# Texto-fonte
O estudo acompanhou 96 empresas de mercado emergente ao redor do mundo durante quatro anos para medir os impactos da inclusão de profissionais LGBTQIA+ nas empresas ou ainda da existência de política inclusiva nas redes sociais e propagandas da marca.
Comparou ainda o resultado das marcas de acordo com sua política com relação à diversidade sexual e de gênero e quanto mais diversa, mais bem sucedida foi a companhia.
A pesquisa aponta que companhias que apoiam a causa da diversidade de orientação sexual e de identidade de gênero são mais capazes de atrair e reter talentos e de serem reconhecidas por seu público consumidor como marcas fortes, capazes de oferecer um melhor produto e construir uma melhor relação com o cliente.
“Esta descoberta mostra empiricamente que os medos de danos à reputação e à receita de apoiar a inclusão LGBT +, que são comuns em mercados anti-LGBT +, são, provavelmente, exagerados ou inventados”, conforme descreve o relatório da pesquisa.
Os resultados somente comprovam o que para Adriane Reis, representante da Coordenadoria Nacional de Promoção de Igualdade de Oportunidades e Eliminação da Discriminação no Trabalho, já defendia no Brasil.
"Cada vez que nós pensamos em incluir grupos, estamos pensando em incluir pessoas que tem a possibilidade de contribuir com maior criatividade até mesmo na avaliação do produto da empresa."
Em sua fala, a procuradora regional do Ministério Público do Trabalho destaca ainda que a grande preocupação atual com a sustentabilidade e o meio ambiente se torna incoerente diante de um meio social permeado peça discriminação.

# Linhas fornecidas
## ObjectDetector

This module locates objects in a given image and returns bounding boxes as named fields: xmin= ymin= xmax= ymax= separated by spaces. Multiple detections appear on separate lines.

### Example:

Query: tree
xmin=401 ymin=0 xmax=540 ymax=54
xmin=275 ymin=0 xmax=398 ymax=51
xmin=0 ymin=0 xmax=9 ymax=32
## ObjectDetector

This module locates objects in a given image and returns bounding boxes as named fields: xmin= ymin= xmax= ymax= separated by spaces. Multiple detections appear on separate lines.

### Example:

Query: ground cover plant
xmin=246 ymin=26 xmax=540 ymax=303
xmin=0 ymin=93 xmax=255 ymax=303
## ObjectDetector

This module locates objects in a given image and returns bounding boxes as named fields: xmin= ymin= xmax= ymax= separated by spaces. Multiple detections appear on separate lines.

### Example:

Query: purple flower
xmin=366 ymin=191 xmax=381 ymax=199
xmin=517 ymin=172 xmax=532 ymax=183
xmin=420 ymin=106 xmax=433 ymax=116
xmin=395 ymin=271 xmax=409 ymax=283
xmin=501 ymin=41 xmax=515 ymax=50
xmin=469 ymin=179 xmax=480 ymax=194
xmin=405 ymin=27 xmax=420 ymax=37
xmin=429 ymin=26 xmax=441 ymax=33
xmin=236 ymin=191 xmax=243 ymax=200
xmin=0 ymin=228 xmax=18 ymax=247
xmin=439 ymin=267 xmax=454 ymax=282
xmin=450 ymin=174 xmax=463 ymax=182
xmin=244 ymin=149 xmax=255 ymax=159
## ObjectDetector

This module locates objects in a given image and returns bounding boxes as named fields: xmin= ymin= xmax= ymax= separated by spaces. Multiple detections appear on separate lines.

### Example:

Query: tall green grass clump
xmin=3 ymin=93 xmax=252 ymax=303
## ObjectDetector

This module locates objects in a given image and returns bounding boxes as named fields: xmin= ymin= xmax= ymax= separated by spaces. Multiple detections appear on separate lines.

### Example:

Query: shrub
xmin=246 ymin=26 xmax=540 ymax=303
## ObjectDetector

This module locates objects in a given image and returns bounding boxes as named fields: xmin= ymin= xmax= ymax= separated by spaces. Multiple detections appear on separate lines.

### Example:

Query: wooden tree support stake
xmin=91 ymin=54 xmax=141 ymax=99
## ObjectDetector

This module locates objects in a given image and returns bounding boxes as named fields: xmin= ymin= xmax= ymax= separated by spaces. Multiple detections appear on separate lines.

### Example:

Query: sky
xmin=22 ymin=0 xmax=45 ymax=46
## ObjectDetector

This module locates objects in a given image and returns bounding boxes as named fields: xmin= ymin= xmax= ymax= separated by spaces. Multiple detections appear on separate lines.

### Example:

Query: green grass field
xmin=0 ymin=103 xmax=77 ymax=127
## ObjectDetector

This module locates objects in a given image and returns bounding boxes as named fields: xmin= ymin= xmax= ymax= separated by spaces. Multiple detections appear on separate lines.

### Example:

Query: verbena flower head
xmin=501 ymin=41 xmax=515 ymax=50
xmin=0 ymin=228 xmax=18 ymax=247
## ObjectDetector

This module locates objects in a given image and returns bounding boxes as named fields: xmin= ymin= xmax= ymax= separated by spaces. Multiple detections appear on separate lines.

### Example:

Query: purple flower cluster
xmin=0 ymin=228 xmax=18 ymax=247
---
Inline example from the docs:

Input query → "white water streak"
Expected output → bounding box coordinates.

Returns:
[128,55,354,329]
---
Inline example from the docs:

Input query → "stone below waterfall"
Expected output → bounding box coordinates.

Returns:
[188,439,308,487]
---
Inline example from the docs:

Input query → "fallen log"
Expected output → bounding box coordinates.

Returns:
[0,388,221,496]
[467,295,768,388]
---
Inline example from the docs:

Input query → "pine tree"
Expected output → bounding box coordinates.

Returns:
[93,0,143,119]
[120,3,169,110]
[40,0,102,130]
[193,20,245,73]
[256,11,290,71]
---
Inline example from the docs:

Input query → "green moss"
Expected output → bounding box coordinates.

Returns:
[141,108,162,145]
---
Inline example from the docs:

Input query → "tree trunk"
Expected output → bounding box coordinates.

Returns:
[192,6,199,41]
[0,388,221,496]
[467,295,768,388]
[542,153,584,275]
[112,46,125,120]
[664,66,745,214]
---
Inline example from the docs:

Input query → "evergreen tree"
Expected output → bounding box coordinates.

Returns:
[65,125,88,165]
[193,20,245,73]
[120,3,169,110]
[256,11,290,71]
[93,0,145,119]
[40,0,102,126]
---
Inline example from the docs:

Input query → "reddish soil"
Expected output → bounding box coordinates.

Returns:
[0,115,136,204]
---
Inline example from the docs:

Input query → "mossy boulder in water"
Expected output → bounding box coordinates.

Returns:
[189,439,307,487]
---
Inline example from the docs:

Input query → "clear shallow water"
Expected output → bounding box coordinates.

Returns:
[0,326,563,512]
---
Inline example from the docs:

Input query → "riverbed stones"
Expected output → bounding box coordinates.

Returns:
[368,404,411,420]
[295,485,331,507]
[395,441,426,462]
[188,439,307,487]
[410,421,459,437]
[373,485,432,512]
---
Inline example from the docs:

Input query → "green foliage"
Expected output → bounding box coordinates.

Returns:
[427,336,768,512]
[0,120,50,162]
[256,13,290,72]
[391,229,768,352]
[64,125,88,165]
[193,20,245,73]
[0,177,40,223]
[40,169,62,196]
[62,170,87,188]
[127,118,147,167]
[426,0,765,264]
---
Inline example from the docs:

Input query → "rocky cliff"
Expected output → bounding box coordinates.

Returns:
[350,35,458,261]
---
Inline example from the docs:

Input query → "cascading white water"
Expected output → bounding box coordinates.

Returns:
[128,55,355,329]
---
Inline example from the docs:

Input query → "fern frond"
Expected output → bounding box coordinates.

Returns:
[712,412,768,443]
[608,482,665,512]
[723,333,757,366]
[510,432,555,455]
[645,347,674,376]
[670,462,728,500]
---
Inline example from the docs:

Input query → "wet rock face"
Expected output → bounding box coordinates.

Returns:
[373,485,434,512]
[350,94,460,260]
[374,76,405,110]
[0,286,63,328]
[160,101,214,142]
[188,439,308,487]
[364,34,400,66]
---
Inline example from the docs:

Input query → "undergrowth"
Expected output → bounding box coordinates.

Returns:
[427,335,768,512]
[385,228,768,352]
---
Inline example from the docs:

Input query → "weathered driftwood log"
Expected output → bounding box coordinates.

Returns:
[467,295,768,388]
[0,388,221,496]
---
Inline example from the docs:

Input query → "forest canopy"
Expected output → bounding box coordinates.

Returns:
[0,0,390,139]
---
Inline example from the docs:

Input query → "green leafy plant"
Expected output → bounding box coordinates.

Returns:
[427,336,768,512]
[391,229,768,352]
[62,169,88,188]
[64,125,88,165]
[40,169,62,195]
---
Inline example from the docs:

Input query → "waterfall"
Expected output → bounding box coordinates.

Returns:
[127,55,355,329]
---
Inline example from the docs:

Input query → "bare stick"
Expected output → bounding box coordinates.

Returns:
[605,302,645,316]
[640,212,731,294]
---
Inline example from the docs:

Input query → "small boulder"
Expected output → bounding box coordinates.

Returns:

# Tarefa a realizar
Resuma em duas frases o texto-fonte sobre inclusão LGBTQIA+ nas empresas. As linhas não têm relação com o texto-fonte.

# Resposta
Um estudo acompanhou 96 empresas de mercado emergente durante quatro anos e constatou que, quanto mais diversa era a política da marca quanto à diversidade sexual e de gênero, mais bem-sucedida era a companhia. Segundo a pesquisa, empresas que apoiam essa causa atraem e retêm mais talentos e são reconhecidas pelos consumidores como marcas fortes, e os medos de danos à reputação e à receita são provavelmente exagerados ou inventados.